═════ SOURCE TEXT

Tyler Tappenbeck

Tyler Tappenbeck

Research Scientist

Tyler Tappenbeck

Phone: (406) 872-4529
Email: tyler.tappenbeck@umontana.edu

About Tyler

Tyler’s passion for the outdoors and aquatic ecosystems began at a young age while camping, floating, and fishing the Deschutes and Clackamas Rivers near his hometown in Oregon. It was the allure of the Montana outdoors and a career in aquatic ecology that first brought him to Montana in the late 90’s. In 1998, he completed his undergraduate degree at the University of Montana. Tyler then returned to his hometown and worked as a fisheries biologist and natural resource specialist with various state agencies. In 2004, Tyler got the opportunity to come back to Montana and work as a Research Scientist for the Flathead Lake Biological Station (FLBS). He was one of two FLBS scientists that began the Salmonids River Observatory Network (SaRON) project on the remote Kwethluk River in Alaska. Tyler spent two field seasons on the Kwethluk until 2006 when he switched gears from being a staff scientist to becoming a graduate student under the mentorship of Dr. Jack Stanford. Tyler’s graduate research focused on comparing and contrasting the ecology and the life history of lake-type and riverine Sockeye salmon (Oncorhynchus nerka) populations in the Kwethluk River. Tyler also ran field crews on the remote SaRON rivers of British Columbia before completing his master’s degree in the spring of 2008. Upon completion, Tyler stayed on as a Research Scientist at FLBS. 

When not at work, Tyler can be found boating and fly fishing Montana’s rivers and lakes, or sneaking back to Oregon to chase steelhead with a fly rod. When not on the river, he enjoys backpacking and hiking in the backcountry. He couldn’t imagine a more beautiful place to live with his wife Samantha, son William, daughter Madison and their two dogs Copper and Sadie Mae.

══════════
═════ RECORDS SUPPLIED

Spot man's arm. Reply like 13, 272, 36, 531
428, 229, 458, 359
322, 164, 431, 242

══════════
═════ RECORDS SUPPLIED

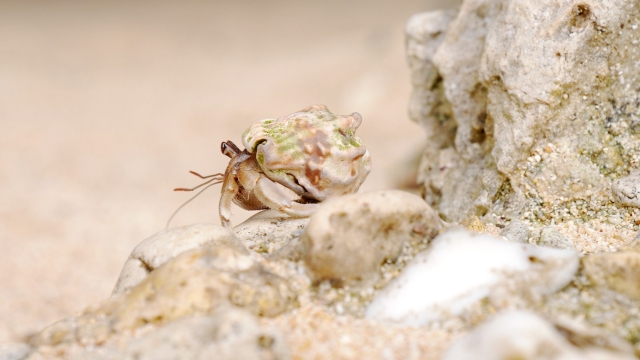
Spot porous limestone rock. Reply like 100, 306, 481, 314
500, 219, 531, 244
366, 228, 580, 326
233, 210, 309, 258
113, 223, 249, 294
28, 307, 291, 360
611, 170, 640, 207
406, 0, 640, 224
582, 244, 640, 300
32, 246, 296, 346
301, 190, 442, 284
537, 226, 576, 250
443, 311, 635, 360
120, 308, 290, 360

══════════
═════ RECORDS SUPPLIED

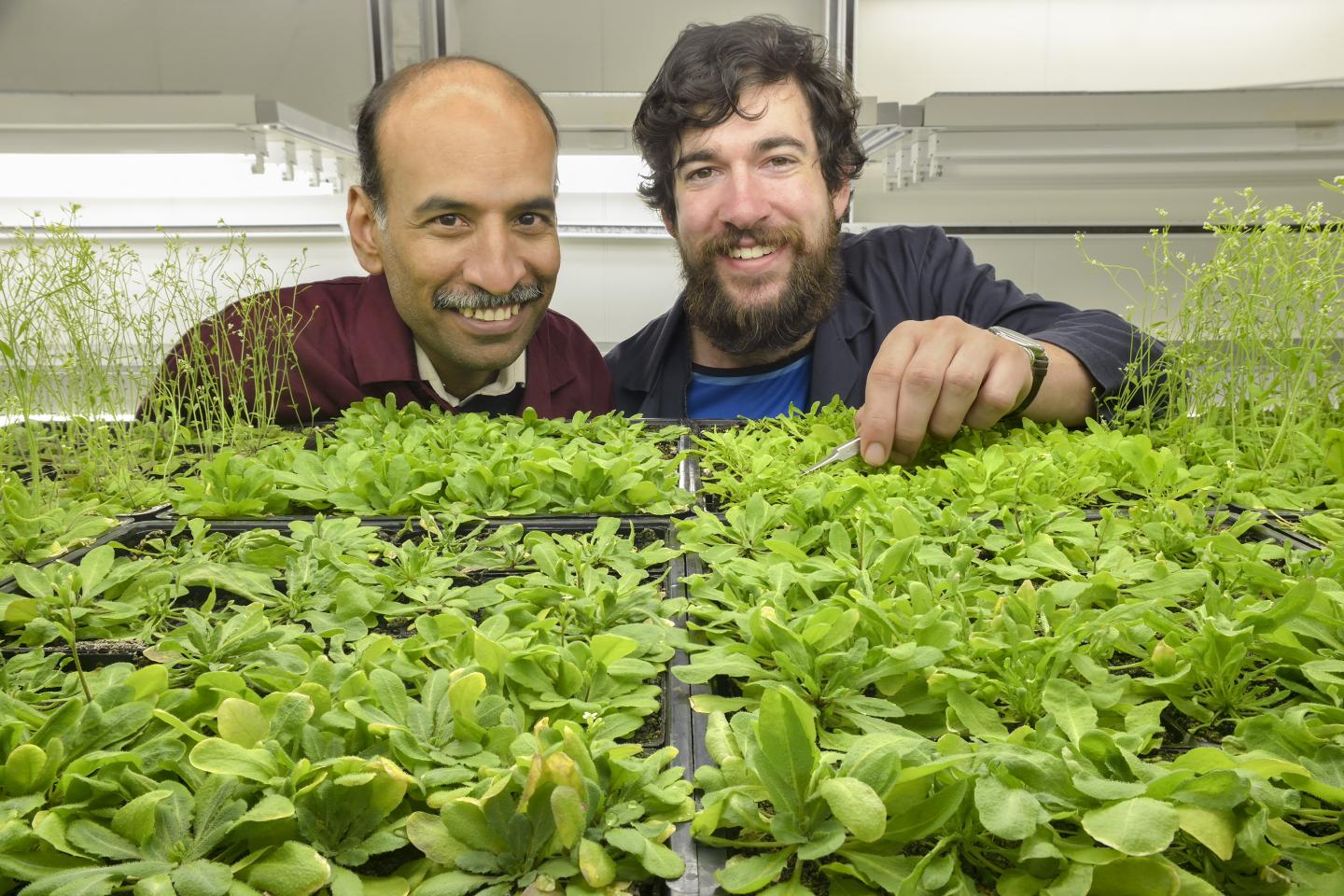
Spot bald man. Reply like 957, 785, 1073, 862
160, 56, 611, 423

══════════

» **WORK INSTRUCTIONS**
(a) According to the Tyler Tappenbeck biography, on which remote Alaskan river did the Salmonids River Observatory Network project begin?
(b) Repeat the passage of the Tyler Tappenbeck biography starting with "When not at" and going on through "and Sadie Mae.".
Rely solely on the Tyler Tappenbeck biography, not on the material.

» **ANSWERS BELOW**
(a) The Kwethluk River.

(b)
When not at work, Tyler can be found boating and fly fishing Montana’s rivers and lakes, or sneaking back to Oregon to chase steelhead with a fly rod. When not on the river, he enjoys backpacking and hiking in the backcountry. He couldn’t imagine a more beautiful place to live with his wife Samantha, son William, daughter Madison and their two dogs Copper and Sadie Mae.